## Quoted text
= = =
I am dubious about your version in https://www.physicsforums.com/showpost.php?p=2768235&postcount=53"

You need to learn euler-lagrange method and differential equations. The solution is identical with the one produced by the geodesic equations.

 

[yuiop]

You need to learn euler-lagrange method and differential equations. The solution is identical with the one produced by the geodesic equations.

Let's see if the solutions are the same. Start with the solution given by Espen:

\frac{\text{d}^2r}{\text{d}\tau^2}+c^2\left(\frac{r_s}{2r^2}-\frac{r_s^2}{2r^3}\right)\left(\frac{\text{d}t}{\text{d}\tau}\right)^2-\left(\frac{r_s}{2\left(1-\frac{r_s}{r}\right)r^2}\right)\left(\frac{\text{d}r}{\text{d}\tau}\right)^2-\left(r-r_s\right)\left(\frac{\text{d}\theta}{\text{d}\tau}\right)^2-\left(r-r_s\right)\sin^2\theta\left(\frac{\text{d}\phi}{\text{d}\tau}\right)^2=0

Using notation r_s= 2m, c=1, d\tau = ds, \alpha = (1-2m/r) and conditions \theta =0 and d\theta =0 to put Espen's solution in the same format as your equation then the following is obtained:

d^2r/ds^2 + m\alpha/ r^2 (dt/ds)^2 - m/(\alpha r^2)(dr/ds)^2 - r\alpha (d\phi/ds)^2 = 0

-2/\alpha*d^2r/ds^2 -( 2m/ r^2 (dt/ds)^2 - 2m/(\alpha^2 r^2)(dr/ds)^2 - 2r (d\phi/ds)^2) = 0

-2/\alpha*d/ds(dr/ds) -( 2m/ r^2 (dt/ds)^2 - d/dr(1/\alpha)(dr/ds)^2 - 2r (d\phi/ds)^2) = C

Contrast to your equation:

-d/ds(1/\alpha*2dr/ds)-(2m/r^2(dt/ds)^2-d/dr(1/\alpha)(dr/ds)^2-2r(d\phi/ds)^2)=0

As a calculus expert you should know

-2/\alpha*d/ds(dr/ds) \ne -d/ds(1/\alpha*2dr/ds)

so your solution is in error.

 

[starthaus]

Let's see if the solutions are the same.

They are the same, this is a known theorem . You need to study.

 

[Dale]

Even when you have a theorem that tells you that two solutions should be the same it is often wise to compare them to see if you made a mistake in one or the other.

 

[yuiop]

If you insist on hacking the metric by putting \frac{dr}{ds}=0 by hand as you've been doing, then, by virtue of elementary calculus, you'd get \frac{d^2r}{ds^2}=0.
= = =
## Given data
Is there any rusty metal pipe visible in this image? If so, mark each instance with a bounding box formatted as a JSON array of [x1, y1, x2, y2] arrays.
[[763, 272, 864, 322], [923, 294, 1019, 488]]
= = =
## Brief
Reproduce the forum thread word for word, from "-2/\alpha*d/ds(dr/ds) -( 2m/" up to and including "-2/\alpha*d/ds(dr/ds) \ne -d/ds(1/\alpha*2dr/ds)". Nothing in the listing is needed here.

## Solution below
-2/\alpha*d/ds(dr/ds) -( 2m/ r^2 (dt/ds)^2 - d/dr(1/\alpha)(dr/ds)^2 - 2r (d\phi/ds)^2) = C

Contrast to your equation:

-d/ds(1/\alpha*2dr/ds)-(2m/r^2(dt/ds)^2-d/dr(1/\alpha)(dr/ds)^2-2r(d\phi/ds)^2)=0

As a calculus expert you should know

-2/\alpha*d/ds(dr/ds) \ne -d/ds(1/\alpha*2dr/ds)